● **WHAT TO DO**:
Transcribe every record exactly as it appears.

══════════

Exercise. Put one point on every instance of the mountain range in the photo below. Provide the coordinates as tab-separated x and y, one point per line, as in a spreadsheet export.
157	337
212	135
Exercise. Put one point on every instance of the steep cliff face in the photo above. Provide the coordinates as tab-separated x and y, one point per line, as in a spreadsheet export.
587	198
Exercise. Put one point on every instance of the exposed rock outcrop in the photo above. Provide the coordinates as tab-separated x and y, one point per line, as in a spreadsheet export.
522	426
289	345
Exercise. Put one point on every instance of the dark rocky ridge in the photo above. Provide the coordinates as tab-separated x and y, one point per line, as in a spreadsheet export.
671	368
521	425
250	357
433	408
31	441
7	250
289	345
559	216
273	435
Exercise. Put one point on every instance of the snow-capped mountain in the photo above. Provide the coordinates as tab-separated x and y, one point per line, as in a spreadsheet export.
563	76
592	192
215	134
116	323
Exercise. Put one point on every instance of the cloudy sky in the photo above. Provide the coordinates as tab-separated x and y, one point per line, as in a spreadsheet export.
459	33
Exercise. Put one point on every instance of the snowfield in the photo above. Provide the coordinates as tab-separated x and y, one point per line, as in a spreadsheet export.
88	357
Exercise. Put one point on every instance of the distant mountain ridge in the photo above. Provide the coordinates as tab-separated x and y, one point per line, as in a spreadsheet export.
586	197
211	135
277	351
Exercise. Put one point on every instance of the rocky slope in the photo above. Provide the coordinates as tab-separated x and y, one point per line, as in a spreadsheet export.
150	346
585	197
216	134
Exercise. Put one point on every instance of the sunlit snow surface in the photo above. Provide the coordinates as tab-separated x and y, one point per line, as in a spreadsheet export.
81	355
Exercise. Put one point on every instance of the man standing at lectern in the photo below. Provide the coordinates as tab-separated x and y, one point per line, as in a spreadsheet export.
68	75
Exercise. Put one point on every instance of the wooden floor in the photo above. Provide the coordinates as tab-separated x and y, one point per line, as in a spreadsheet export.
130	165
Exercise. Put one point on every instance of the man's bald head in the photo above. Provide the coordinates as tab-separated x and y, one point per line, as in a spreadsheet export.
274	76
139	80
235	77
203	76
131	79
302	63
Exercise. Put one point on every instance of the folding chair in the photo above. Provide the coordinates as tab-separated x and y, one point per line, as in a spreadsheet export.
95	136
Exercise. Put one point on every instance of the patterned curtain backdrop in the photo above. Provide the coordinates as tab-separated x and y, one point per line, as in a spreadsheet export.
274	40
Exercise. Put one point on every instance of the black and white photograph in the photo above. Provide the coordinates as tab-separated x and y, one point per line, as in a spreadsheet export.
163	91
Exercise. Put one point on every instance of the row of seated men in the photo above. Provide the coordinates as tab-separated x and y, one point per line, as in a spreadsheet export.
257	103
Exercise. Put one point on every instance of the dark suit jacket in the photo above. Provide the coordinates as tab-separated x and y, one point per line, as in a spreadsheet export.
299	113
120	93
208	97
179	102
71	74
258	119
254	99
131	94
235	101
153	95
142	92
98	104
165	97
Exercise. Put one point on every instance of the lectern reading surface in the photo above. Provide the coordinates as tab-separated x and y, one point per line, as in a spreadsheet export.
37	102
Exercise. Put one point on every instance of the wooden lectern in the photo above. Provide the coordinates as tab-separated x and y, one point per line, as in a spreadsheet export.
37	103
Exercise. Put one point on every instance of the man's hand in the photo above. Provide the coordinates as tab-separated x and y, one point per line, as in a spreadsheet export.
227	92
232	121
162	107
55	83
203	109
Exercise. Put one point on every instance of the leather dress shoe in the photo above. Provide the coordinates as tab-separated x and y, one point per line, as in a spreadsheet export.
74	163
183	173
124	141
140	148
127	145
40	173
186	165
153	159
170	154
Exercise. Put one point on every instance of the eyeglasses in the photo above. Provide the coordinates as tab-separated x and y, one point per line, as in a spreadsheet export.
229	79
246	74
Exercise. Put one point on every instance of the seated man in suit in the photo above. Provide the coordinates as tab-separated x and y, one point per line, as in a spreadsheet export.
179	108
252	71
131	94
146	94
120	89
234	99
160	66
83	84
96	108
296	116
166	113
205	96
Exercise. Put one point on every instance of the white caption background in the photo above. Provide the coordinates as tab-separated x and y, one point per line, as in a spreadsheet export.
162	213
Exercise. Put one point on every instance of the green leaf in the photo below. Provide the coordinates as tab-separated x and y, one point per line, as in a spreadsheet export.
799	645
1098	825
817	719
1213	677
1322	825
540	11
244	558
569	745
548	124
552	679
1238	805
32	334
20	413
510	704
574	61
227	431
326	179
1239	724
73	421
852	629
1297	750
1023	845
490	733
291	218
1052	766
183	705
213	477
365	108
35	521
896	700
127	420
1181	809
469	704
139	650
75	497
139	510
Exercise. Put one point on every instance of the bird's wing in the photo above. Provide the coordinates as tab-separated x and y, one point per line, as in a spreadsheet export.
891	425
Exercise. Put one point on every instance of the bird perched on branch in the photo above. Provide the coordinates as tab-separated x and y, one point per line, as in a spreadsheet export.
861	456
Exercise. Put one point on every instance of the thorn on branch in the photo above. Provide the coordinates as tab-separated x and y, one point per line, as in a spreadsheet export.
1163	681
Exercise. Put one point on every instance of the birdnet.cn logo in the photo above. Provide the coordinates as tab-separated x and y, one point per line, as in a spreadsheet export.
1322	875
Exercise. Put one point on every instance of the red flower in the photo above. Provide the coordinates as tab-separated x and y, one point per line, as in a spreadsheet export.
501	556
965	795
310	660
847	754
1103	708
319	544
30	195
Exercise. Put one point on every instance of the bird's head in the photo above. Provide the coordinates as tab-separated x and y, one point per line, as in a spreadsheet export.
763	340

══════════

● **RESULT FOR THIS TASK**:
Exercise. Put one point on every instance of the mountain range in the photo below. Provide the coordinates as tab-separated x and y, one point per line, as in a spreadsheet export.
157	337
212	135
Exercise. Put one point on every instance of the steep cliff face in the photo above. Provide the coordinates as tab-separated x and y, one point per line, as in a spreadsheet export.
587	198
Exercise. Put one point on every instance of the exposed rock outcrop in the photo above. Provide the coordinates as tab-separated x and y, one point per line, as in a spreadsheet export.
522	426
289	345
Exercise. Put one point on every instance of the dark rocky ridge in the photo above. Provide the coordinates as tab-separated x and y, one point per line, as in a spreadsheet export.
671	368
521	425
250	357
433	408
31	441
7	250
289	345
559	216
273	435
Exercise. Put one point on every instance of the snow-capped mountain in the photo above. Provide the coordinates as tab-separated x and y, one point per line, as in a spreadsheet export.
563	76
592	192
215	134
116	323
Exercise. Put one point on every instance of the cloudy sky in the photo above. Provide the coordinates as tab-separated x and y, one point per line, as in a spreadsheet export.
459	33
Exercise. Put one point on every instance of the snowfield in the photo above. Provide the coordinates as tab-separated x and y, one point per line, as in a spreadsheet export.
88	357
Exercise. Put one point on every instance of the distant mountain ridge in the photo above. Provide the coordinates as tab-separated x and y, one point per line, as in a spreadsheet export.
586	197
211	135
277	351
Exercise. Put one point on every instance of the rocky slope in the photo above. Provide the coordinates as tab-separated x and y, one point per line, as in a spreadsheet export.
150	346
585	197
216	134
Exercise. Put one point on every instance of the sunlit snow surface in the photo above. Provide the coordinates as tab-separated x and y, one point per line, as in a spreadsheet export.
81	355
Exercise. Put one point on every instance of the man standing at lectern in the photo below. Provide the coordinates as tab-separated x and y, one point per line, as in a spreadsheet export.
68	75
Exercise. Put one point on every instance of the wooden floor in the photo above. Provide the coordinates as tab-separated x and y, one point per line, as in a spreadsheet export.
130	165
Exercise. Put one point on every instance of the man's bald head in the photo above. Provide the coordinates as tab-separated x and y, one point per line, as in a spreadsheet export.
274	76
139	80
235	77
203	76
131	79
302	63
Exercise. Put one point on every instance of the folding chair in the photo above. Provide the coordinates as tab-separated x and y, one point per line, as in a spreadsheet export.
95	136
Exercise. Put one point on every instance of the patterned curtain backdrop in the photo above. Provide the coordinates as tab-separated x and y, one point per line, as in a spreadsheet export.
274	40
Exercise. Put one point on every instance of the black and white photograph in the photo above. Provide the coordinates as tab-separated x and y, one point per line, as in a spreadsheet export.
163	91
Exercise. Put one point on every instance of the row of seated men in the photo above. Provide the coordinates as tab-separated x and y, one point per line, as in a spreadsheet export.
257	103
Exercise. Put one point on every instance of the dark suit jacket in the photo above. Provide the coordinates as tab-separated x and y, one point per line, as in a spreadsheet export.
299	113
120	93
208	97
179	102
71	74
258	119
254	99
131	94
235	101
153	95
142	92
98	104
165	97
Exercise. Put one point on every instance of the lectern reading surface in the photo above. Provide the coordinates as tab-separated x and y, one point per line, as in a spreadsheet export.
37	102
Exercise. Put one point on every instance of the wooden lectern in the photo above. Provide the coordinates as tab-separated x and y, one point per line, as in a spreadsheet export.
37	103
Exercise. Put one point on every instance of the man's hand in the photo above. Provide the coordinates as tab-separated x and y, one point per line, as in a spreadsheet export.
227	92
232	121
162	107
55	83
203	109
Exercise. Put one point on every instance of the leather dress shoe in the photo above. Provide the coordinates as tab-separated x and y, one point per line, as in a spreadsheet export.
74	163
183	173
124	141
140	148
127	145
40	173
186	165
153	159
170	154
Exercise. Put one point on every instance of the eyeglasses in the photo above. Provide the coordinates as tab-separated x and y, one point per line, as in a spreadsheet export.
229	79
246	74
Exercise. Put one point on every instance of the seated man in suit in the photo above. Provide the coordinates as tab-separated x and y, one point per line, as in a spreadsheet export.
179	108
252	71
131	94
146	94
120	89
234	99
160	66
83	84
96	108
296	116
166	113
205	96
Exercise. Put one point on every instance of the white caption background in the photo above. Provide the coordinates as tab-separated x and y, one point per line, as in a spreadsheet export.
162	213
Exercise. Put one point on every instance of the green leaf in the photo below. Provide the coordinates as tab-separated x and y, one point per line, as in a spreadsheet export.
799	645
1098	825
817	719
1213	677
1322	825
540	11
244	558
569	745
548	124
552	679
1238	805
32	334
20	413
510	704
574	61
227	431
326	179
1239	724
73	421
852	629
1297	750
1023	845
490	733
291	218
1052	766
183	705
213	477
365	108
35	521
896	700
127	420
1181	809
469	704
139	650
75	497
139	510
Exercise. Put one point on every instance of the bird's wing in the photo above. Provide the coordinates as tab-separated x and y, one point per line, as in a spreadsheet export.
891	425
Exercise. Put one point on every instance of the bird perched on branch in the photo above. Provide the coordinates as tab-separated x and y, one point per line, as in a spreadsheet export.
861	456
Exercise. Put one point on every instance of the thorn on branch in the photo above. Provide the coordinates as tab-separated x and y, one point per line, as in a spreadsheet export.
1163	681
Exercise. Put one point on every instance of the birdnet.cn logo in the photo above. Provide the coordinates as tab-separated x and y, one point per line, as in a spreadsheet export.
1322	875
Exercise. Put one point on every instance of the red flower in the photo above. Provide the coordinates as tab-separated x and y, one point per line, as in a spreadsheet export.
501	556
965	795
310	660
847	754
1103	708
319	544
30	195
Exercise. Put one point on every instance of the bird's head in the photo above. Provide the coordinates as tab-separated x and y, one point per line, as in a spreadsheet export.
763	340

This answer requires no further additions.